» Records from a data source:
>>>>>
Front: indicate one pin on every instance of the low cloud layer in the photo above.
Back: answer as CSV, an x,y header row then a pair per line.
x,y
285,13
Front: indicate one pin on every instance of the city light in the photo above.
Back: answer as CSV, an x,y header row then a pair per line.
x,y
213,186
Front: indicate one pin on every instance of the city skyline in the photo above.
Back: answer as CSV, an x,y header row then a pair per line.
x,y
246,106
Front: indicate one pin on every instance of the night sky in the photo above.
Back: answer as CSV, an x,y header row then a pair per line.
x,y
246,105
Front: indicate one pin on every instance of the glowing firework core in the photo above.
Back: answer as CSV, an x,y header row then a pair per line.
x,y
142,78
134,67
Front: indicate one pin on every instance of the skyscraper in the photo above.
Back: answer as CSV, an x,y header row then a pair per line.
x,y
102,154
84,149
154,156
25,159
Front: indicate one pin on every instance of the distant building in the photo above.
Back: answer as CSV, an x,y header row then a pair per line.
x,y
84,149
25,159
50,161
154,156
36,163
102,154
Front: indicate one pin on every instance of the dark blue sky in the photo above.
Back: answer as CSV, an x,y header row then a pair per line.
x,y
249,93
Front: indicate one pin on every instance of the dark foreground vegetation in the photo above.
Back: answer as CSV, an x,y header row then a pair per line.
<<<<<
» What to do: Copy the material above line for line, with no changes.

» Task answer:
Front: indicate one pin on every instance of the low cloud layer in the photo above.
Back: answer as CSV, an x,y header row then a pair per line.
x,y
285,13
Front: indicate one pin on every instance of the city light in the photo above.
Back: answer as CSV, an x,y header row then a pair per line.
x,y
213,186
Front: indicate one pin on every instance of the city skyline in the photo above.
Back: answer as CSV, an x,y header row then a pair per line.
x,y
246,106
Front: indicate one pin on every instance of the night sky in the photo above.
Back: answer as CSV, an x,y header row then a pair per line.
x,y
246,105
Front: indicate one pin on every instance of the glowing firework core in the photo above.
Back: answer as CSV, an x,y header row then a pair per line.
x,y
142,78
134,67
Front: indicate one pin on every instance of the skyscraper in the photo above.
Back: answer as CSV, an x,y header row then a pair per line.
x,y
102,154
84,149
154,156
25,159
Front: indicate one pin on every instance of the distant building in the photo above.
Back: answer as CSV, an x,y header row then a pair per line.
x,y
84,149
25,159
50,161
154,156
36,163
102,154
Front: indicate one pin on every instance of the dark blue sky in the photo above.
Back: answer as CSV, an x,y header row then a pair per line.
x,y
249,93
Front: indicate one pin on every instance of the dark foreground vegetation in the photo above.
Back: answer as CSV, an x,y header row then a pair per line.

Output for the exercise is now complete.